-------- Excerpted passage --------
BigDL is a distributed deep learning library for Apache Spark; with BigDL, users can write their deep learning applications as standard Spark programs, which can directly run on top of existing Spark or Hadoop clusters.
-
Step1 build analytics-zoo jar clone analytics zoo to local: git clone https://github.com/intel-analytics/analytics-zoo build job2career-with-dependencies.jar: mvn clean install -DskipTests
-
Step 2 login on to web with credentials
-
Step 3 setup cluster
- Clusters -> create cluster
- give a name “intel” set up workers 1, uncheck auto scaling.
- Set up spark configuration here, for example
- spark.executor.cores 4
- spark.cores.max 4
- spark.shuffle.reduceLocality.enabled false
- spark.shuffle.blockTransferService nio
- spark.scheduler.minRegisteredResourcesRatio 1.0
- spark.speculation false
-
Step 4, upload data and dependency jar
- Data-> create table -> upload data, give a name for example ”NEG50”
- /FileStore/taAbles/Jobs2Career/indexed/indexed/
- /FileStore/tables/Jobs2Career/indexed/NEG50/
- /FileStore/tables/Jobs2Career/lib/job2career_1_0_SNAPSHOT_job-0ca74.jar
-
Step 5 run job
- Jobs -> Create job -> give a name
- set Jar, Upload jar, give main class “com.intel.analytics.bigdl.apps.job2Career.TrainWithD2VGlove”, give arguments "--inputDir /FileStore/tables/Jobs2Career/indexed/“
- Add dependency lib dbfs:/FileStore/tables/Jobs2Career/lib/job2career_1_0_SNAPSHOT_job-0ca74.jar
- Edit cluster -> existing cluster, choose the one you created
- confirm -> run now -> see results from log
-------- Dataset --------
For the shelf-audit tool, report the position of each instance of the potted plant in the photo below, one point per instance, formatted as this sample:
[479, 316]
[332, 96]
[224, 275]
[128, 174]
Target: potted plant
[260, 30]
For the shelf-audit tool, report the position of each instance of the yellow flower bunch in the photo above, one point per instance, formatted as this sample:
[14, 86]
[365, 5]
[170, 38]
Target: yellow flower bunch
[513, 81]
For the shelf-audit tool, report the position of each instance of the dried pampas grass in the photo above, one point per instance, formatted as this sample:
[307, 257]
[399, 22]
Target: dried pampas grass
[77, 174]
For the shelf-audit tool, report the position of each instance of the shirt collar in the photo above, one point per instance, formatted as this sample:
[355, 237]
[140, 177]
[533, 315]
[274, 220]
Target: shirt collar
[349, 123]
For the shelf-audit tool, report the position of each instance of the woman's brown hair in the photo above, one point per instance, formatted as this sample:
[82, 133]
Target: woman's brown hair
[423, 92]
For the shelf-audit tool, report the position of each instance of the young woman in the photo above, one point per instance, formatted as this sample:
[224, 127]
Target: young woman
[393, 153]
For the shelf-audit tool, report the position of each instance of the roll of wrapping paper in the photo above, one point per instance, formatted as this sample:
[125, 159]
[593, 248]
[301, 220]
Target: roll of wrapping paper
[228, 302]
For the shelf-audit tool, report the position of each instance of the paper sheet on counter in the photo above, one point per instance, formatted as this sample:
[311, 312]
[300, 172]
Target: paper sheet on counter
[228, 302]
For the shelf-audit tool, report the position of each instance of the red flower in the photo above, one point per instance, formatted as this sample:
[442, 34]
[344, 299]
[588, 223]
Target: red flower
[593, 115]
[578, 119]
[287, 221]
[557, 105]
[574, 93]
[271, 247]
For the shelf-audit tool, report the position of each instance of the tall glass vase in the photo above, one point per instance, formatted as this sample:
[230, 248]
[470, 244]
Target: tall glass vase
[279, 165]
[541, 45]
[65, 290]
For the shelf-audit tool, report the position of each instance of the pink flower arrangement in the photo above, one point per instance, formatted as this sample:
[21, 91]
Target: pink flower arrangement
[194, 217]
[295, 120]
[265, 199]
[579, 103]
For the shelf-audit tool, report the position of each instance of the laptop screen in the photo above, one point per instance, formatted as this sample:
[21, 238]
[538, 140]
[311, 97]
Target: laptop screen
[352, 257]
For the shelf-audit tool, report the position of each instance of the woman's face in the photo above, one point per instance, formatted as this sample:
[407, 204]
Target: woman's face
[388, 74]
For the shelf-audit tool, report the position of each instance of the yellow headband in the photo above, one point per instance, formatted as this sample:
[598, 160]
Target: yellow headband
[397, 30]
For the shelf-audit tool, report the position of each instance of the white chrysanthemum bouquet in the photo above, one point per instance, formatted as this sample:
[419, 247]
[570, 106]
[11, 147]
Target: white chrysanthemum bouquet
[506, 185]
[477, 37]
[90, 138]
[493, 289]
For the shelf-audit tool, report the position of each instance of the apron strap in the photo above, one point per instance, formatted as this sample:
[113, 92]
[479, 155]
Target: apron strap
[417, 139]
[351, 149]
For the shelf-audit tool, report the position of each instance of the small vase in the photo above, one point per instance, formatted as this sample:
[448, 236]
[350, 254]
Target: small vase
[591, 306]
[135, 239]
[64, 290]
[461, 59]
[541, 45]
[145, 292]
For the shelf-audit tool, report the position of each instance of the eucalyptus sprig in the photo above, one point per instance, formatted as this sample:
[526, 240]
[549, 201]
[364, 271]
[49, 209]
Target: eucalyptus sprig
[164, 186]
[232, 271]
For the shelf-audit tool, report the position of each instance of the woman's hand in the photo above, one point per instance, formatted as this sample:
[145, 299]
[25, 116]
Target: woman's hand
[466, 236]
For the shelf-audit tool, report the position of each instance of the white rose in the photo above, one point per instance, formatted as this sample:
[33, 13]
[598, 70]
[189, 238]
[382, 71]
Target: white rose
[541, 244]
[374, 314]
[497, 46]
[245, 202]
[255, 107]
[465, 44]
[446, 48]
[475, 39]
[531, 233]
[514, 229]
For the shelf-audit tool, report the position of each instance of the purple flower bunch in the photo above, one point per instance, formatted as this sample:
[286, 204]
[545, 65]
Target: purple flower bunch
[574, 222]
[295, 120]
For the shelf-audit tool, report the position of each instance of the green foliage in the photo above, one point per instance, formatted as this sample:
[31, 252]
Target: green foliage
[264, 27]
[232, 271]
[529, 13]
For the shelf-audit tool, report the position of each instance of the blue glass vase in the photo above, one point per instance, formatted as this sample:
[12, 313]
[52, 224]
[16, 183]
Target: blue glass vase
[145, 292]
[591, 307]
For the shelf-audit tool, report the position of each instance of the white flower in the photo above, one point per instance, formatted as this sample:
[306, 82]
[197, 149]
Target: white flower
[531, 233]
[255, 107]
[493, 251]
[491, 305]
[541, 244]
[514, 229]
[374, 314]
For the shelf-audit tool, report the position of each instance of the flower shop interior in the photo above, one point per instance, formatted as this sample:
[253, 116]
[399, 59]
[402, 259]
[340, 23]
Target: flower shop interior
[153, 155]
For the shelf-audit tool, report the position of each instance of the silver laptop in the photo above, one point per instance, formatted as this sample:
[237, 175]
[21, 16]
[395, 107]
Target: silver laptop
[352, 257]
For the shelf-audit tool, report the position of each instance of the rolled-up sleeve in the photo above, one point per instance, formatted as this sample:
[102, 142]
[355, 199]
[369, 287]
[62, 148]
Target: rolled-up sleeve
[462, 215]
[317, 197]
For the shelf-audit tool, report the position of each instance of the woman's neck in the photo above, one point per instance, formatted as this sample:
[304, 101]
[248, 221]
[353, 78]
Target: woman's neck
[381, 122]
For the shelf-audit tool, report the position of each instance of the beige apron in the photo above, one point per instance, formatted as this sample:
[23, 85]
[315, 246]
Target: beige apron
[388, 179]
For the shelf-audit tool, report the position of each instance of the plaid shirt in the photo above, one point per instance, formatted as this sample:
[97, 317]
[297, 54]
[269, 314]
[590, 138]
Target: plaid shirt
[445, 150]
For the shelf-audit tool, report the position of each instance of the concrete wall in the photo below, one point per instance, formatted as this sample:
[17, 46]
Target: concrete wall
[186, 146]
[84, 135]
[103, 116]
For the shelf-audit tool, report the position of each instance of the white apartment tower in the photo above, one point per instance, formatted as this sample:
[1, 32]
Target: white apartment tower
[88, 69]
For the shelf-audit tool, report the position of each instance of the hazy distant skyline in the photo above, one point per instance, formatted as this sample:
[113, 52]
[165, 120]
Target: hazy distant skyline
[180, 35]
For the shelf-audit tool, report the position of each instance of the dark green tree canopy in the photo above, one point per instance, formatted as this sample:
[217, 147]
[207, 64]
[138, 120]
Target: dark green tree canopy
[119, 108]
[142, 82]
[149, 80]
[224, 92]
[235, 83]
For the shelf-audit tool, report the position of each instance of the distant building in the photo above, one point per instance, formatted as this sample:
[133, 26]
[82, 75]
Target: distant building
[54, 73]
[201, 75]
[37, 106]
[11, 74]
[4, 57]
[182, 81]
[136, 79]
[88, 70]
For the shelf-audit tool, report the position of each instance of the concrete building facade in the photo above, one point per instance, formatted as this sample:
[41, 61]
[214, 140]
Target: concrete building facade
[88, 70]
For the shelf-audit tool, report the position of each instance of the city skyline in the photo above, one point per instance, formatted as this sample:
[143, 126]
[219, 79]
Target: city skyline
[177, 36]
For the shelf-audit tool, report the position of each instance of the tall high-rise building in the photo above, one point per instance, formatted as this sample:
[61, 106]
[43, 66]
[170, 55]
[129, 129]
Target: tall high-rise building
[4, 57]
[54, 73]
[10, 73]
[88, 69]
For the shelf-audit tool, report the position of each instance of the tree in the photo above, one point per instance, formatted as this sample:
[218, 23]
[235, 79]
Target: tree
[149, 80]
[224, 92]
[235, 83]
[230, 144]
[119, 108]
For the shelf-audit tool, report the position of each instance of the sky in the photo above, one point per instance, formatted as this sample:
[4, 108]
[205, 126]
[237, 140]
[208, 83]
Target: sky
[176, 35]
--------
▸ **Complete the following**:
1. Answer these questions about the BigDL setup steps, each on its own line:
(a) How many workers should the cluster be set up with?
(b) Which command builds the jar after cloning the repository?
(c) What main class is given when setting the jar for the job?
2. Extract the portion of the BigDL setup steps starting at "BigDL is a distributed" and ending at "or Hadoop clusters.".
3. According to the BigDL setup steps, why can BigDL applications run directly on existing Spark or Hadoop clusters? Answer in one to three sentences.

▸ **Task results**:
1.
(a) 1
(b) mvn clean install -DskipTests
(c) com.intel.analytics.bigdl.apps.job2Career.TrainWithD2VGlove

2.
BigDL is a distributed deep learning library for Apache Spark; with BigDL, users can write their deep learning applications as standard Spark programs, which can directly run on top of existing Spark or Hadoop clusters.

3. With BigDL, users write their deep learning applications as standard Spark programs. Programs written that way can run directly on top of existing Spark or Hadoop clusters.